(Extracted text)
Wesleyan Offers College Education To High-Security Prisoners

Wesleyan Offers College Education To High-Security Prisoners

With shrinking endowments and funding cutbacks, most colleges would be wary of launching new initiatives. But two months ago, the New York Times reported, Wesleyan expanded their class offerings for an eager group of students at Cheshire Correctional Institution in Connecticut.

Unlike other Wesleyan classes, though, each of the students -- all men -- had numbers like 271013 or 298331 on their khaki shirts. They were, in fact, inmates at the state prison here and all part of a daring, privately financed experiment in higher education that takes murderers and drug dealers and other inmates with histories of serious crime and gives them an opportunity to get an elite college education inside their high-security prison.

Only 19 of the 120 inmates who applied were accepted into the Wesleyan program, which offers a range of courses including those in biology, politics and humanities.

Collectively, the class faces more than 600 years in prison. Several students, in fact, have little prospect of ever using their college credits in a career: prison will be their home for this lifetime.
But many of them speak with pure clarity about the reasons they were drawn to school again: idle curiosity, intellectual interest, a longing to be part of the big conversations of the day, and a desire for self-respect... "It's rejuvenating," said Antonio Rivera, 23, who likes to read history and is less than halfway through a 12-year sentence for drug dealing.
(End Extracted text)
(Data)
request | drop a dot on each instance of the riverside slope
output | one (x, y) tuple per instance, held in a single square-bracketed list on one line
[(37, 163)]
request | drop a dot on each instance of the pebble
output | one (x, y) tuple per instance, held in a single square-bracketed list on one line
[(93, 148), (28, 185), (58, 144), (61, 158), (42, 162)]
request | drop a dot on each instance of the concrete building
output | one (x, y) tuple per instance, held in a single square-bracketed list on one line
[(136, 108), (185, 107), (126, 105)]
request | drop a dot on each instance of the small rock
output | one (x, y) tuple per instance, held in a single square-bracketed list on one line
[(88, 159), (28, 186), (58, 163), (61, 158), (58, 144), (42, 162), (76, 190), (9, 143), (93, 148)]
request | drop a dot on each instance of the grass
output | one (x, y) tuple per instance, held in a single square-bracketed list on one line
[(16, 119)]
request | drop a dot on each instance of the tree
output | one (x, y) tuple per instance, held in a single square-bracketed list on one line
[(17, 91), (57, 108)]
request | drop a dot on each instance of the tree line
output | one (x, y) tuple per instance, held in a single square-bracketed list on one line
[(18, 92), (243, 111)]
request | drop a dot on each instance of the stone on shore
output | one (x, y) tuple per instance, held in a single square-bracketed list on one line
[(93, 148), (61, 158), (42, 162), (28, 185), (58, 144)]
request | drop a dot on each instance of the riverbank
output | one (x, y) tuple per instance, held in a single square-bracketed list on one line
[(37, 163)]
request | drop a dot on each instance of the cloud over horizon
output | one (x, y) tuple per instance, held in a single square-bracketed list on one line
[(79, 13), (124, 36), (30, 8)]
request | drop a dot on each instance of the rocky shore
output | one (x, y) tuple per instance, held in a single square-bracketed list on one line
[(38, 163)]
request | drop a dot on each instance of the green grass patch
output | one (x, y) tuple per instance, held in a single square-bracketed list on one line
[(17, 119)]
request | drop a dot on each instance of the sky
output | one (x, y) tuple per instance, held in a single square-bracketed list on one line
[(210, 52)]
(End Data)
What to do: Reproduce the passage from the article on Wesleyan's prison education program, starting at "With shrinking endowments" and ending at "politics and humanities.".

Your response:
With shrinking endowments and funding cutbacks, most colleges would be wary of launching new initiatives. But two months ago, the New York Times reported, Wesleyan expanded their class offerings for an eager group of students at Cheshire Correctional Institution in Connecticut.

Unlike other Wesleyan classes, though, each of the students -- all men -- had numbers like 271013 or 298331 on their khaki shirts. They were, in fact, inmates at the state prison here and all part of a daring, privately financed experiment in higher education that takes murderers and drug dealers and other inmates with histories of serious crime and gives them an opportunity to get an elite college education inside their high-security prison.

Only 19 of the 120 inmates who applied were accepted into the Wesleyan program, which offers a range of courses including those in biology, politics and humanities.